**Supplied information:**
.....
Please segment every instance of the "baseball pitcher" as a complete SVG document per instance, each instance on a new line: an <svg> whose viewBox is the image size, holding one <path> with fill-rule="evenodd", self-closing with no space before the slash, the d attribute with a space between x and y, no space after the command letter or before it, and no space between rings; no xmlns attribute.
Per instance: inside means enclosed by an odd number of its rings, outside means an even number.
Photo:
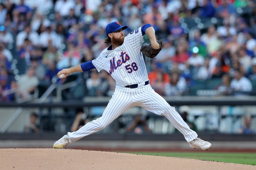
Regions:
<svg viewBox="0 0 256 170"><path fill-rule="evenodd" d="M196 133L189 128L175 108L156 92L149 84L142 52L148 57L154 58L162 48L162 42L156 40L155 30L151 24L144 25L125 37L123 30L127 28L118 22L108 24L106 28L107 38L105 42L110 45L109 47L96 59L63 69L58 73L58 76L64 74L65 78L74 72L93 69L99 72L104 70L115 79L116 85L102 116L76 131L68 132L54 143L53 148L63 148L70 143L102 129L124 111L134 106L140 106L165 116L183 134L191 148L203 150L210 148L212 144L198 138ZM148 36L151 44L141 47L145 34Z"/></svg>

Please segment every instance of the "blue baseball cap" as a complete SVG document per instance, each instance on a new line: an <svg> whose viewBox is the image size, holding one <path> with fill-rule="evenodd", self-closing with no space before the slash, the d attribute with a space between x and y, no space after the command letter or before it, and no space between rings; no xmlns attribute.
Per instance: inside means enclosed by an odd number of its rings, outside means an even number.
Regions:
<svg viewBox="0 0 256 170"><path fill-rule="evenodd" d="M123 28L123 30L128 28L126 26L122 26L118 22L113 22L108 24L106 26L106 35L108 37L108 34Z"/></svg>

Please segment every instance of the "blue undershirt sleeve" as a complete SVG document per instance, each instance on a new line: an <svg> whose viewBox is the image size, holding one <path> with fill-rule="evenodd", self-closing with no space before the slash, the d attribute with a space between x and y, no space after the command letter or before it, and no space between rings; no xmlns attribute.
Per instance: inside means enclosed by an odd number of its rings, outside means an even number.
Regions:
<svg viewBox="0 0 256 170"><path fill-rule="evenodd" d="M84 71L89 71L93 69L96 69L96 67L92 64L92 61L88 61L80 65L81 68Z"/></svg>
<svg viewBox="0 0 256 170"><path fill-rule="evenodd" d="M152 26L151 24L145 24L141 27L141 33L142 33L142 36L145 35L146 32L146 30L150 26Z"/></svg>

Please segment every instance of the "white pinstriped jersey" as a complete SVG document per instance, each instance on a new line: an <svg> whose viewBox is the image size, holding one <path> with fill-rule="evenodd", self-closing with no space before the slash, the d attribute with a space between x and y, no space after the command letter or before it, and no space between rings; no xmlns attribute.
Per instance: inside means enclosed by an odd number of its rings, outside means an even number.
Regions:
<svg viewBox="0 0 256 170"><path fill-rule="evenodd" d="M131 32L124 43L113 50L104 49L92 64L98 72L104 70L111 75L116 84L123 86L148 79L140 48L144 42L141 27Z"/></svg>

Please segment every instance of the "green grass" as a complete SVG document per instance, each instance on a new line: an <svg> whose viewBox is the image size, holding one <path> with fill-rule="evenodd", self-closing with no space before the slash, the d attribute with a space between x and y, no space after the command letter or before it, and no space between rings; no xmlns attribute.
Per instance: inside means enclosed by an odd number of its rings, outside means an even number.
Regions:
<svg viewBox="0 0 256 170"><path fill-rule="evenodd" d="M125 153L256 165L256 153L159 152L125 152Z"/></svg>

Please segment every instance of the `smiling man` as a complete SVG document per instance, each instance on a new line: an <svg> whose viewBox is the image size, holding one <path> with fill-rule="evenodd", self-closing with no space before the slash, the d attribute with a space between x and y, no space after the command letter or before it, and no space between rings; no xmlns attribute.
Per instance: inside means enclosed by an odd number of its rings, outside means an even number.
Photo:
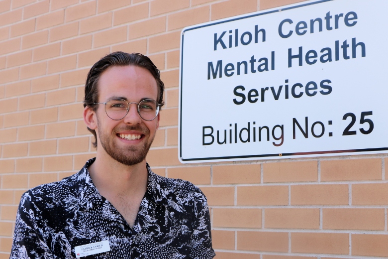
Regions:
<svg viewBox="0 0 388 259"><path fill-rule="evenodd" d="M146 56L114 52L91 69L84 120L95 158L60 182L23 194L10 258L212 258L206 198L159 176L146 157L163 105Z"/></svg>

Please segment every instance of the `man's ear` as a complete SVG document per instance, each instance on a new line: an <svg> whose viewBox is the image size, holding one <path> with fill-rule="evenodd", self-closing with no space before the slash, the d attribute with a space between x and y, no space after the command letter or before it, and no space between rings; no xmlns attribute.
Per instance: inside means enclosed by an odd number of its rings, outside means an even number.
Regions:
<svg viewBox="0 0 388 259"><path fill-rule="evenodd" d="M97 129L97 120L96 112L90 107L87 106L84 109L84 122L91 130Z"/></svg>
<svg viewBox="0 0 388 259"><path fill-rule="evenodd" d="M156 130L157 130L159 128L159 121L160 121L160 112L159 112L158 114L158 116L157 116L156 119L155 120L157 120L156 121Z"/></svg>

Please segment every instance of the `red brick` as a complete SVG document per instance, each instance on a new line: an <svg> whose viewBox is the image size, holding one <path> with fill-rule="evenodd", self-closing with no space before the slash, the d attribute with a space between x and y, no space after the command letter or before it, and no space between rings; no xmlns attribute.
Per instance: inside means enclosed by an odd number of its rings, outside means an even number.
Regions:
<svg viewBox="0 0 388 259"><path fill-rule="evenodd" d="M181 32L175 31L164 33L151 37L148 40L149 53L177 48L179 47L181 44Z"/></svg>
<svg viewBox="0 0 388 259"><path fill-rule="evenodd" d="M112 13L93 16L80 22L80 33L87 33L112 26Z"/></svg>
<svg viewBox="0 0 388 259"><path fill-rule="evenodd" d="M89 35L62 41L62 54L66 55L89 49L92 48L92 35Z"/></svg>
<svg viewBox="0 0 388 259"><path fill-rule="evenodd" d="M160 111L159 126L172 126L178 125L178 109L177 108L162 109Z"/></svg>
<svg viewBox="0 0 388 259"><path fill-rule="evenodd" d="M160 73L160 78L166 88L179 85L179 70L169 70Z"/></svg>
<svg viewBox="0 0 388 259"><path fill-rule="evenodd" d="M67 22L95 14L96 7L96 1L91 1L68 7L65 12L65 20Z"/></svg>
<svg viewBox="0 0 388 259"><path fill-rule="evenodd" d="M179 67L179 50L167 52L167 69Z"/></svg>
<svg viewBox="0 0 388 259"><path fill-rule="evenodd" d="M124 41L127 39L127 26L123 26L95 34L93 47L106 46Z"/></svg>
<svg viewBox="0 0 388 259"><path fill-rule="evenodd" d="M24 81L9 84L5 86L5 97L10 97L30 93L31 81Z"/></svg>
<svg viewBox="0 0 388 259"><path fill-rule="evenodd" d="M59 86L59 75L47 76L32 79L31 82L31 92L36 93L42 91L55 89Z"/></svg>
<svg viewBox="0 0 388 259"><path fill-rule="evenodd" d="M73 156L49 156L43 158L43 171L59 171L72 170Z"/></svg>
<svg viewBox="0 0 388 259"><path fill-rule="evenodd" d="M19 98L19 111L30 110L44 107L45 95L38 94Z"/></svg>
<svg viewBox="0 0 388 259"><path fill-rule="evenodd" d="M201 187L209 206L234 205L234 187Z"/></svg>
<svg viewBox="0 0 388 259"><path fill-rule="evenodd" d="M279 7L286 4L302 2L305 0L260 0L260 10Z"/></svg>
<svg viewBox="0 0 388 259"><path fill-rule="evenodd" d="M16 81L19 77L17 67L0 71L0 84Z"/></svg>
<svg viewBox="0 0 388 259"><path fill-rule="evenodd" d="M46 59L59 56L61 51L61 43L56 43L46 45L34 49L34 61Z"/></svg>
<svg viewBox="0 0 388 259"><path fill-rule="evenodd" d="M166 31L166 17L148 19L129 25L129 39L135 39Z"/></svg>
<svg viewBox="0 0 388 259"><path fill-rule="evenodd" d="M122 24L148 17L148 3L129 6L115 11L113 25Z"/></svg>
<svg viewBox="0 0 388 259"><path fill-rule="evenodd" d="M131 0L97 0L97 11L102 12L130 4Z"/></svg>
<svg viewBox="0 0 388 259"><path fill-rule="evenodd" d="M17 131L16 129L0 130L0 143L15 141Z"/></svg>
<svg viewBox="0 0 388 259"><path fill-rule="evenodd" d="M284 232L237 231L237 250L287 252L289 234Z"/></svg>
<svg viewBox="0 0 388 259"><path fill-rule="evenodd" d="M4 127L13 127L27 125L28 124L28 112L23 112L4 115Z"/></svg>
<svg viewBox="0 0 388 259"><path fill-rule="evenodd" d="M3 145L3 157L17 157L27 155L28 145L27 143L7 144Z"/></svg>
<svg viewBox="0 0 388 259"><path fill-rule="evenodd" d="M257 11L257 0L229 0L211 5L211 20Z"/></svg>
<svg viewBox="0 0 388 259"><path fill-rule="evenodd" d="M58 140L58 153L86 152L89 149L89 137L65 138Z"/></svg>
<svg viewBox="0 0 388 259"><path fill-rule="evenodd" d="M17 130L19 141L41 139L44 138L44 125L20 127Z"/></svg>
<svg viewBox="0 0 388 259"><path fill-rule="evenodd" d="M151 166L179 165L178 148L151 149L147 156L147 161Z"/></svg>
<svg viewBox="0 0 388 259"><path fill-rule="evenodd" d="M0 101L0 111L1 113L11 113L17 110L17 98Z"/></svg>
<svg viewBox="0 0 388 259"><path fill-rule="evenodd" d="M82 119L83 112L84 106L82 104L76 103L61 106L59 108L59 120Z"/></svg>
<svg viewBox="0 0 388 259"><path fill-rule="evenodd" d="M31 62L32 59L32 50L11 54L7 57L7 67L12 67L27 64Z"/></svg>
<svg viewBox="0 0 388 259"><path fill-rule="evenodd" d="M213 167L213 184L235 184L260 182L260 164L220 165Z"/></svg>
<svg viewBox="0 0 388 259"><path fill-rule="evenodd" d="M51 0L51 10L56 10L57 9L78 3L79 2L79 0L66 0L66 1L63 0Z"/></svg>
<svg viewBox="0 0 388 259"><path fill-rule="evenodd" d="M77 67L77 55L67 56L49 60L47 63L49 74L74 69Z"/></svg>
<svg viewBox="0 0 388 259"><path fill-rule="evenodd" d="M168 169L169 178L179 178L194 184L210 184L210 170L209 166L176 167Z"/></svg>
<svg viewBox="0 0 388 259"><path fill-rule="evenodd" d="M23 49L35 47L47 43L48 31L44 30L23 36L22 38L21 47Z"/></svg>
<svg viewBox="0 0 388 259"><path fill-rule="evenodd" d="M319 209L265 209L264 215L266 228L319 228Z"/></svg>
<svg viewBox="0 0 388 259"><path fill-rule="evenodd" d="M20 49L20 38L11 39L0 42L0 55L8 54Z"/></svg>
<svg viewBox="0 0 388 259"><path fill-rule="evenodd" d="M0 28L0 40L4 40L9 38L9 27L3 27Z"/></svg>
<svg viewBox="0 0 388 259"><path fill-rule="evenodd" d="M388 184L368 183L352 185L352 204L388 205Z"/></svg>
<svg viewBox="0 0 388 259"><path fill-rule="evenodd" d="M42 171L41 157L16 159L16 172L40 172Z"/></svg>
<svg viewBox="0 0 388 259"><path fill-rule="evenodd" d="M11 8L11 0L3 0L0 1L0 13L9 11Z"/></svg>
<svg viewBox="0 0 388 259"><path fill-rule="evenodd" d="M20 8L0 14L0 26L10 24L21 21L22 11Z"/></svg>
<svg viewBox="0 0 388 259"><path fill-rule="evenodd" d="M74 71L61 73L61 87L85 84L88 71L89 69L79 69Z"/></svg>
<svg viewBox="0 0 388 259"><path fill-rule="evenodd" d="M151 2L151 15L180 10L189 4L189 0L155 0Z"/></svg>
<svg viewBox="0 0 388 259"><path fill-rule="evenodd" d="M30 4L23 8L23 18L28 19L32 16L48 12L49 7L49 0L40 1L36 3Z"/></svg>
<svg viewBox="0 0 388 259"><path fill-rule="evenodd" d="M211 243L213 248L234 250L234 231L212 230Z"/></svg>
<svg viewBox="0 0 388 259"><path fill-rule="evenodd" d="M308 182L318 180L316 161L265 163L263 165L264 182Z"/></svg>
<svg viewBox="0 0 388 259"><path fill-rule="evenodd" d="M177 145L178 144L178 128L167 129L167 145Z"/></svg>
<svg viewBox="0 0 388 259"><path fill-rule="evenodd" d="M214 183L214 169L213 176ZM287 205L288 203L289 188L287 186L237 187L239 205Z"/></svg>
<svg viewBox="0 0 388 259"><path fill-rule="evenodd" d="M13 173L15 170L14 159L0 160L0 173Z"/></svg>
<svg viewBox="0 0 388 259"><path fill-rule="evenodd" d="M340 205L349 204L348 185L311 184L291 186L291 204Z"/></svg>
<svg viewBox="0 0 388 259"><path fill-rule="evenodd" d="M212 240L213 231L211 231L211 233ZM214 248L214 247L213 246L213 248ZM247 254L246 253L241 253L239 252L233 253L231 252L220 252L219 251L217 251L216 258L217 259L261 259L260 255L258 254ZM303 259L305 259L303 258Z"/></svg>
<svg viewBox="0 0 388 259"><path fill-rule="evenodd" d="M367 257L388 257L388 235L352 235L352 255Z"/></svg>
<svg viewBox="0 0 388 259"><path fill-rule="evenodd" d="M58 107L31 111L31 124L55 122L57 119Z"/></svg>
<svg viewBox="0 0 388 259"><path fill-rule="evenodd" d="M36 0L12 0L12 8L15 9L18 7L26 5L29 3L36 2Z"/></svg>
<svg viewBox="0 0 388 259"><path fill-rule="evenodd" d="M64 10L59 10L38 17L36 18L36 29L53 27L62 24L65 21Z"/></svg>
<svg viewBox="0 0 388 259"><path fill-rule="evenodd" d="M76 90L75 88L65 88L47 93L47 106L72 103L75 101Z"/></svg>
<svg viewBox="0 0 388 259"><path fill-rule="evenodd" d="M323 209L323 226L327 229L384 230L384 209Z"/></svg>
<svg viewBox="0 0 388 259"><path fill-rule="evenodd" d="M291 233L291 252L348 255L347 233Z"/></svg>
<svg viewBox="0 0 388 259"><path fill-rule="evenodd" d="M50 41L70 38L78 35L79 22L73 22L50 29Z"/></svg>
<svg viewBox="0 0 388 259"><path fill-rule="evenodd" d="M125 51L129 53L145 53L147 52L147 39L134 40L112 46L112 51Z"/></svg>
<svg viewBox="0 0 388 259"><path fill-rule="evenodd" d="M169 15L169 30L209 21L209 6L190 9Z"/></svg>
<svg viewBox="0 0 388 259"><path fill-rule="evenodd" d="M380 158L321 161L321 181L381 179L382 160Z"/></svg>
<svg viewBox="0 0 388 259"><path fill-rule="evenodd" d="M11 25L11 37L34 31L35 30L35 19L31 19Z"/></svg>
<svg viewBox="0 0 388 259"><path fill-rule="evenodd" d="M33 63L20 67L20 79L31 78L46 74L47 62Z"/></svg>
<svg viewBox="0 0 388 259"><path fill-rule="evenodd" d="M43 140L29 143L29 155L54 154L57 151L57 140Z"/></svg>
<svg viewBox="0 0 388 259"><path fill-rule="evenodd" d="M214 228L261 228L261 209L213 209Z"/></svg>
<svg viewBox="0 0 388 259"><path fill-rule="evenodd" d="M109 47L106 47L79 53L78 54L78 67L87 66L88 67L88 70L89 71L90 67L93 66L99 59L110 52ZM87 72L85 74L85 75L87 75ZM85 77L86 79L86 77ZM85 79L84 83L85 83Z"/></svg>

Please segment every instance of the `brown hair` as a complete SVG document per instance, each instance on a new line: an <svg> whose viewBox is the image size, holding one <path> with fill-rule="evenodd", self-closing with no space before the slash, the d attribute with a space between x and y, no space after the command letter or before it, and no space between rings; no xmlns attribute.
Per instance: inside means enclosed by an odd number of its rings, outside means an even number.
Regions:
<svg viewBox="0 0 388 259"><path fill-rule="evenodd" d="M121 51L113 52L106 55L93 65L88 73L85 83L85 97L84 99L84 107L89 107L93 111L96 110L95 103L98 102L98 82L101 74L109 67L113 66L133 65L148 70L156 80L158 85L158 100L161 106L163 102L164 84L160 80L160 71L147 56L139 53L129 54ZM96 130L88 128L95 136L95 141L93 146L97 147L97 135Z"/></svg>

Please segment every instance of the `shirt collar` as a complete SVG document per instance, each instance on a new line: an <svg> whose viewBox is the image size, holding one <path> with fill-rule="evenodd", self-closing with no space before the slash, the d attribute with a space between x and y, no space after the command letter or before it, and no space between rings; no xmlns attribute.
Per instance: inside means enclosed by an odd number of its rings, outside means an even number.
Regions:
<svg viewBox="0 0 388 259"><path fill-rule="evenodd" d="M110 203L101 196L92 180L88 168L95 160L95 157L89 160L76 175L75 187L78 192L80 209L88 210L95 206L100 206L103 210L107 211L107 213L104 214L107 217L125 224L126 223L123 217ZM147 190L142 200L134 225L135 232L140 232L144 226L153 220L154 217L152 215L156 206L168 204L167 197L169 196L169 193L172 192L169 188L166 188L162 177L152 172L148 163L146 166L148 175Z"/></svg>

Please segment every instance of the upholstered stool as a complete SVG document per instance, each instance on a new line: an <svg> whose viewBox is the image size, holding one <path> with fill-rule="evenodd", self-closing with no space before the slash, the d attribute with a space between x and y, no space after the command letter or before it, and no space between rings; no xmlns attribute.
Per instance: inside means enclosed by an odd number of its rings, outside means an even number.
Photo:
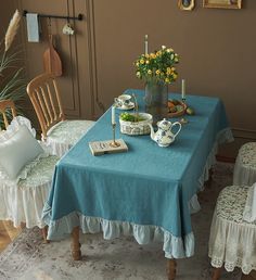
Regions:
<svg viewBox="0 0 256 280"><path fill-rule="evenodd" d="M232 271L240 267L248 275L256 269L256 221L243 220L248 187L226 187L219 194L209 237L212 266ZM219 279L215 270L213 279Z"/></svg>
<svg viewBox="0 0 256 280"><path fill-rule="evenodd" d="M243 144L234 165L233 184L252 186L256 182L256 142Z"/></svg>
.....
**Problem statement:** Write out the data from its first line up to and including the line that contains "133L189 128L175 108L156", leaving out the pictures.

**Final result:**
Please segment every instance of the "baseball pitcher" as a complete SVG document per instance, each instance on a new line: an <svg> whose viewBox is the image size, holding one <path> with fill-rule="evenodd", self-closing with no space before the slash, the d attribute with a space between x and y, no space after the command letter or before it, and no space between rings; no xmlns attribute.
Per instance: inside means enclosed by an odd number of its rings, outside means an even number.
Photo:
Regions:
<svg viewBox="0 0 256 170"><path fill-rule="evenodd" d="M196 133L189 128L175 108L156 92L149 84L142 52L148 57L154 58L162 48L162 42L156 40L155 30L151 24L144 25L125 37L123 30L127 28L118 22L108 24L106 28L107 38L105 42L110 45L109 47L96 59L63 69L58 73L58 76L64 74L65 78L74 72L93 69L99 72L104 70L115 79L116 85L102 116L76 131L68 132L54 143L53 148L63 148L70 143L102 129L124 111L134 106L140 106L165 116L183 134L191 148L203 150L210 148L212 144L198 138ZM148 36L151 44L141 47L145 34Z"/></svg>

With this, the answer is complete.